Lines with the word "scene" are the answer; copy each of them from the data below.
[RECORDS SUPPLIED — start]
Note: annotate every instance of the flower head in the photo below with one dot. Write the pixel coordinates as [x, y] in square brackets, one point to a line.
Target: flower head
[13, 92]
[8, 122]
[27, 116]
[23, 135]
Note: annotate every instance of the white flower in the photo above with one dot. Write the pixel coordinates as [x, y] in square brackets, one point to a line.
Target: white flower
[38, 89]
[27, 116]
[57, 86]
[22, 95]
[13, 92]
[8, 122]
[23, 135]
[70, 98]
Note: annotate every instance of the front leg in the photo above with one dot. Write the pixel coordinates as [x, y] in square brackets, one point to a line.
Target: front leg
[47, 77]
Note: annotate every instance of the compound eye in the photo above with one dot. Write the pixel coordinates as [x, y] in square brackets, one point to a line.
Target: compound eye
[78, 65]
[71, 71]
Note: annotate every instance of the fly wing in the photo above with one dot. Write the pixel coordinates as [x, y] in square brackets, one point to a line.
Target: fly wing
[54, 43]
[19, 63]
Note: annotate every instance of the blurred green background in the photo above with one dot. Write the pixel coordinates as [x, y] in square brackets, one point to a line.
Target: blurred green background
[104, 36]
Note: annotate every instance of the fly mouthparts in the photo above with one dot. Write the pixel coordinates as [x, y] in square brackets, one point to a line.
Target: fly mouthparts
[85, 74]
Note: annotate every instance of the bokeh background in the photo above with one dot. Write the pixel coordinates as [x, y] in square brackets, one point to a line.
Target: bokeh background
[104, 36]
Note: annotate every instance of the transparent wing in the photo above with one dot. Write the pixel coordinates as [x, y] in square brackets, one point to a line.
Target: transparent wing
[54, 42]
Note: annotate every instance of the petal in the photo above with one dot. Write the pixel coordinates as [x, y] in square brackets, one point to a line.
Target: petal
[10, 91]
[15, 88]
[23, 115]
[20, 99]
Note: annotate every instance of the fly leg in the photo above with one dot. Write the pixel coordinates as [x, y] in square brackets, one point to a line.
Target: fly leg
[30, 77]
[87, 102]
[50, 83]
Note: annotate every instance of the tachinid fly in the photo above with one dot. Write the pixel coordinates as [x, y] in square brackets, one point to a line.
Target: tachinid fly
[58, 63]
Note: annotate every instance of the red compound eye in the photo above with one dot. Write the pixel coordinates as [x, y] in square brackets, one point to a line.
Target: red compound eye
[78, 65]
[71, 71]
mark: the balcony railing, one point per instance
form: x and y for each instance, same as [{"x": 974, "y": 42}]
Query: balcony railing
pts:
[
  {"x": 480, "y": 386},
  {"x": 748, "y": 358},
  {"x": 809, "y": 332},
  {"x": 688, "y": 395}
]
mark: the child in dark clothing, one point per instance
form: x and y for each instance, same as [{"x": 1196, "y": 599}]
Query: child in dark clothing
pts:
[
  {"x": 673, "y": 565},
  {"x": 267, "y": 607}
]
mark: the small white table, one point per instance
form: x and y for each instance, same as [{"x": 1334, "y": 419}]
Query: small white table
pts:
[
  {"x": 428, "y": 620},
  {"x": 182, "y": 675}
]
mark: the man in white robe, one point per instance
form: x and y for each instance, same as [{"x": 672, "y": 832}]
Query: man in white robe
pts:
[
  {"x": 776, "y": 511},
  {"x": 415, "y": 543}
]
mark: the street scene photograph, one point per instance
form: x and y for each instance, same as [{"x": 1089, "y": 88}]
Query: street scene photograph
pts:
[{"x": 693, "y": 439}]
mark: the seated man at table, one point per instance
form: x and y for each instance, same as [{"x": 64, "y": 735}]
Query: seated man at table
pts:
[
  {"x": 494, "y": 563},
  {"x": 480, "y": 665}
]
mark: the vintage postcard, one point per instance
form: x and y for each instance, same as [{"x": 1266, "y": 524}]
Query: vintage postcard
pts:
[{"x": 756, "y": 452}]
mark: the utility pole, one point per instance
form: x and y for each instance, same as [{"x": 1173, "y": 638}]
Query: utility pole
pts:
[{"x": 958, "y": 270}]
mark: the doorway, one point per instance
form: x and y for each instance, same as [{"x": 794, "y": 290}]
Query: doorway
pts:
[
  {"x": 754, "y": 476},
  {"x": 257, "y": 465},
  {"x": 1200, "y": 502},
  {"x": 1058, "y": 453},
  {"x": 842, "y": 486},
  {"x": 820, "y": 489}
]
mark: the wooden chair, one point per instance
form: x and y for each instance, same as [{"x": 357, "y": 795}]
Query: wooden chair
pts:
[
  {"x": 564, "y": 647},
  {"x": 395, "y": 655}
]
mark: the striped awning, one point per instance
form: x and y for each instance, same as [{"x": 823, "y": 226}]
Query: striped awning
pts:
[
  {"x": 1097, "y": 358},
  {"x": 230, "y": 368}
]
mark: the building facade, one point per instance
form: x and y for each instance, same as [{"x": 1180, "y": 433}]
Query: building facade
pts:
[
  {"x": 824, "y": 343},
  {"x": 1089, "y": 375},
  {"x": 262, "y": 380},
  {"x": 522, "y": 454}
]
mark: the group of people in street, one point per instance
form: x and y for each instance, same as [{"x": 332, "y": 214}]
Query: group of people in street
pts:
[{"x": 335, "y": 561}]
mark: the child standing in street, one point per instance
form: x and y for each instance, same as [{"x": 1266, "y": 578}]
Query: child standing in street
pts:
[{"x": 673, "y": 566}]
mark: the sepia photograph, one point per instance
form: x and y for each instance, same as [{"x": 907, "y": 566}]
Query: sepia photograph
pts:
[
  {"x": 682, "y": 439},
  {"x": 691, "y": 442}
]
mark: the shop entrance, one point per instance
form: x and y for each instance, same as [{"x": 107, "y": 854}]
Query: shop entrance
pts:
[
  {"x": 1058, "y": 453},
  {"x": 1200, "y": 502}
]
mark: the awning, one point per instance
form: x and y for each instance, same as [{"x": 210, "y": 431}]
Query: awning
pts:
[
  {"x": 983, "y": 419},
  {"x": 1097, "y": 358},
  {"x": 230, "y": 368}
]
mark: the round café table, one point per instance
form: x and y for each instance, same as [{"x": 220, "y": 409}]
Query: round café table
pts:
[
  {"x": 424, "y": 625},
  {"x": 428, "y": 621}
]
[RECORDS SUPPLIED — finish]
### EXERCISE RESPONSE:
mark: the street scene photograph, one point per instance
Query: street scene photograph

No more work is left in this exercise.